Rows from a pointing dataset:
--- --- ---
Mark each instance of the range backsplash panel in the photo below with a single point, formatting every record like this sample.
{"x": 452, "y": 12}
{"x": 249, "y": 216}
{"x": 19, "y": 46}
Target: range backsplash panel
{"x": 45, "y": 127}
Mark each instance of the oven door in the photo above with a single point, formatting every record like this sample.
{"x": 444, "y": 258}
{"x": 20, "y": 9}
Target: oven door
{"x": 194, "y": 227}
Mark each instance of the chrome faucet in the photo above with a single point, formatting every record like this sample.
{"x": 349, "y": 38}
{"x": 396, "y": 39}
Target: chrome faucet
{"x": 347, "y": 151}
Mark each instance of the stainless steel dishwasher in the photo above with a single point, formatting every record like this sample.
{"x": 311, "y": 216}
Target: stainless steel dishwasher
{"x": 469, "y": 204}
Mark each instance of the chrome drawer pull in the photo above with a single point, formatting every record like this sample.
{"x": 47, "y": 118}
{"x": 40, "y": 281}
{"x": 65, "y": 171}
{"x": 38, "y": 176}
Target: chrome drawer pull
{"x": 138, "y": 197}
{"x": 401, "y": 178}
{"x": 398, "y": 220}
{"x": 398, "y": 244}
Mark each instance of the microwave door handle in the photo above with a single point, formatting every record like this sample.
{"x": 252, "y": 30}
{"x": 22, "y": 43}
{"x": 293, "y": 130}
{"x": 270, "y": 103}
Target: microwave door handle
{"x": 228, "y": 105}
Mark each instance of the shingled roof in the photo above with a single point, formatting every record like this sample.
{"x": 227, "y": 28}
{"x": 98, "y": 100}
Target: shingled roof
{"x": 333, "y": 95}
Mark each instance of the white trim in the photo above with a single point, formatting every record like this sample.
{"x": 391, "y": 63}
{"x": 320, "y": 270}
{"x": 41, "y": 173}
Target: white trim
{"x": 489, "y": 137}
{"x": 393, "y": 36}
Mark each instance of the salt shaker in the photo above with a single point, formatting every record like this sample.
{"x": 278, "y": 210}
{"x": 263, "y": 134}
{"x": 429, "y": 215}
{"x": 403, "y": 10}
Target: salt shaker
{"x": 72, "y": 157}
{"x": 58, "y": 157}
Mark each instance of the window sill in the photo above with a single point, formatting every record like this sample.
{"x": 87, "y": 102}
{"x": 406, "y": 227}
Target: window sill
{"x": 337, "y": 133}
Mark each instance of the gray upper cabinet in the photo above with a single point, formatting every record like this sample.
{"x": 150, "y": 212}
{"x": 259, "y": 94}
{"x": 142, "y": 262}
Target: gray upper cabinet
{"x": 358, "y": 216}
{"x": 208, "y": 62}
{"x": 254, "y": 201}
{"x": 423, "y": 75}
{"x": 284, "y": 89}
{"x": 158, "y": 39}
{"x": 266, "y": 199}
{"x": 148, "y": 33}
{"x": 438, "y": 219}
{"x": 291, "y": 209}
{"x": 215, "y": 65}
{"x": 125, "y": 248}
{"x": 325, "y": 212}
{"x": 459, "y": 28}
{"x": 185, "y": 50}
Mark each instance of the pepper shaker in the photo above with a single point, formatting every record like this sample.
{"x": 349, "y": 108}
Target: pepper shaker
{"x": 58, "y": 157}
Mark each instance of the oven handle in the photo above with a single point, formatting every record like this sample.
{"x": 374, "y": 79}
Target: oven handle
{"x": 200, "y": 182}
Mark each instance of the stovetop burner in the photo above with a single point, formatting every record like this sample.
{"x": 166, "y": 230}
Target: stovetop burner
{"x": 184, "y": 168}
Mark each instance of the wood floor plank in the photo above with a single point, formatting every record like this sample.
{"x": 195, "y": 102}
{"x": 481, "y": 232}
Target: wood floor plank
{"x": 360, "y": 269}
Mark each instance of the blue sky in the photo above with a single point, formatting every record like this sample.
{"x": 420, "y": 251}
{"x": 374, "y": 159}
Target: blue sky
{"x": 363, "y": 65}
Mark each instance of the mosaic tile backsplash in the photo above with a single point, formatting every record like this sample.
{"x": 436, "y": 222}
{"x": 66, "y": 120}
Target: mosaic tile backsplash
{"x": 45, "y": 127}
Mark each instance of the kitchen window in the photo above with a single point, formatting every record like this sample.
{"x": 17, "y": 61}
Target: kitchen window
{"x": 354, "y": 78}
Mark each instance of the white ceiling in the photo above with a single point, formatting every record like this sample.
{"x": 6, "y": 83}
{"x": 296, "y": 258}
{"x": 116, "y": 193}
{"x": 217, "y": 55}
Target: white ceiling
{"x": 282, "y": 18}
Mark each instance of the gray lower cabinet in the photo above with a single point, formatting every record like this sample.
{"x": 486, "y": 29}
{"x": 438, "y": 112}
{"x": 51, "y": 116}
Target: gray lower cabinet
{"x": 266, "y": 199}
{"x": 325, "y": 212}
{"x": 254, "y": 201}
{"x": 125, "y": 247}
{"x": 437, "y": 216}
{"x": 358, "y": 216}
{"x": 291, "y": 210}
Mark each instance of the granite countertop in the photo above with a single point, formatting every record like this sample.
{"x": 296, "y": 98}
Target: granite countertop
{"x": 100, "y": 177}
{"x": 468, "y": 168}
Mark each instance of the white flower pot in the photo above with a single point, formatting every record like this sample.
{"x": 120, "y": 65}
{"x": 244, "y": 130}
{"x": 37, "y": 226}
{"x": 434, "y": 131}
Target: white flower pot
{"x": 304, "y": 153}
--- --- ---
EXERCISE GOAL:
Output all preceding records character for character.

EXERCISE ANSWER:
Mark each instance of the range backsplash panel in the photo below with a single point, formatting every record like this sample.
{"x": 452, "y": 12}
{"x": 249, "y": 216}
{"x": 19, "y": 46}
Target: range backsplash panel
{"x": 45, "y": 127}
Mark each instance of the oven door in the photo above with a single point, formatting every record like this sample.
{"x": 444, "y": 258}
{"x": 20, "y": 9}
Target: oven door
{"x": 194, "y": 227}
Mark each instance of the chrome faucet in the photo above with a single point, formatting every record like this sample.
{"x": 349, "y": 38}
{"x": 396, "y": 39}
Target: chrome faucet
{"x": 347, "y": 151}
Mark each instance of the stainless steel dishwasher in the photo above with a single point, formatting every record like this sample.
{"x": 311, "y": 216}
Target: stainless steel dishwasher
{"x": 469, "y": 204}
Mark each instance of the chrome drawer pull in the photo above with a single point, formatting every record like this sample.
{"x": 47, "y": 118}
{"x": 40, "y": 281}
{"x": 65, "y": 171}
{"x": 38, "y": 176}
Target: chrome drawer pull
{"x": 138, "y": 197}
{"x": 401, "y": 178}
{"x": 398, "y": 220}
{"x": 398, "y": 244}
Mark each instance of the microwave door handle in the photo above with a single point, formatting every record like this sample.
{"x": 252, "y": 30}
{"x": 22, "y": 43}
{"x": 293, "y": 130}
{"x": 270, "y": 103}
Target: microwave door handle
{"x": 228, "y": 105}
Mark each instance of the shingled roof in the photo above with a single point, formatting every record like this sample.
{"x": 227, "y": 28}
{"x": 98, "y": 100}
Target: shingled roof
{"x": 333, "y": 95}
Mark each instance of the white trim in the photo above with a single point, formatting every record like this sample.
{"x": 391, "y": 63}
{"x": 320, "y": 270}
{"x": 41, "y": 173}
Target: white trim
{"x": 489, "y": 137}
{"x": 393, "y": 36}
Mark each instance of the salt shaker in the photo above with a single point, formatting every record like this sample.
{"x": 278, "y": 210}
{"x": 263, "y": 134}
{"x": 429, "y": 215}
{"x": 403, "y": 10}
Target: salt shaker
{"x": 72, "y": 157}
{"x": 58, "y": 157}
Mark each instance of the window sill in the photo above with a single point, formatting every record like this sample.
{"x": 87, "y": 102}
{"x": 406, "y": 227}
Target: window sill
{"x": 337, "y": 133}
Mark each instance of the gray upper cabinet in the photo above with a single point, formatting every record like this sample.
{"x": 150, "y": 212}
{"x": 259, "y": 94}
{"x": 142, "y": 262}
Target: gray upper cabinet
{"x": 358, "y": 216}
{"x": 208, "y": 62}
{"x": 254, "y": 201}
{"x": 423, "y": 75}
{"x": 284, "y": 89}
{"x": 158, "y": 39}
{"x": 266, "y": 199}
{"x": 148, "y": 33}
{"x": 438, "y": 219}
{"x": 291, "y": 209}
{"x": 215, "y": 65}
{"x": 125, "y": 248}
{"x": 325, "y": 212}
{"x": 459, "y": 28}
{"x": 185, "y": 50}
Mark each instance of the pepper shaker in the photo above with a single point, formatting every record like this sample.
{"x": 349, "y": 108}
Target: pepper shaker
{"x": 58, "y": 157}
Mark each instance of the oven handle in the photo above with a single point, formatting every record like this sample.
{"x": 374, "y": 79}
Target: oven handle
{"x": 200, "y": 182}
Mark each instance of the stovetop burner in the photo above with a single point, formatting every record like this sample.
{"x": 166, "y": 230}
Target: stovetop burner
{"x": 184, "y": 168}
Mark each instance of the wood floor plank in the photo above with a single point, formatting every record like this sample.
{"x": 195, "y": 102}
{"x": 481, "y": 232}
Target: wood floor plank
{"x": 360, "y": 269}
Mark each instance of the blue sky in the photo above with a single point, formatting every record like this sample.
{"x": 420, "y": 251}
{"x": 374, "y": 159}
Target: blue sky
{"x": 363, "y": 65}
Mark each instance of the mosaic tile backsplash in the photo above with a single point, formatting every record like this sample.
{"x": 436, "y": 222}
{"x": 66, "y": 120}
Target: mosaic tile backsplash
{"x": 45, "y": 127}
Mark each instance of the kitchen window in the photo above with a single point, formatting every record like this sample.
{"x": 17, "y": 61}
Target: kitchen window
{"x": 354, "y": 78}
Mark each instance of the white ceiling in the photo above with a single point, formatting every record like this sample.
{"x": 6, "y": 83}
{"x": 296, "y": 258}
{"x": 116, "y": 193}
{"x": 217, "y": 55}
Target: white ceiling
{"x": 282, "y": 18}
Mark each instance of the gray lower cabinet in the photo above with a single point, formatting every record like this sample.
{"x": 486, "y": 29}
{"x": 438, "y": 112}
{"x": 51, "y": 116}
Target: gray lower cabinet
{"x": 266, "y": 199}
{"x": 325, "y": 212}
{"x": 254, "y": 201}
{"x": 125, "y": 247}
{"x": 437, "y": 216}
{"x": 358, "y": 216}
{"x": 291, "y": 210}
Mark each instance of the granite countertop in the photo above with a single point, formatting every record like this sample.
{"x": 296, "y": 98}
Target: granite countertop
{"x": 100, "y": 177}
{"x": 468, "y": 168}
Mark each instance of the white flower pot in the photo above with a single point, formatting every record like this sample.
{"x": 120, "y": 65}
{"x": 244, "y": 130}
{"x": 37, "y": 226}
{"x": 434, "y": 131}
Target: white flower pot
{"x": 304, "y": 153}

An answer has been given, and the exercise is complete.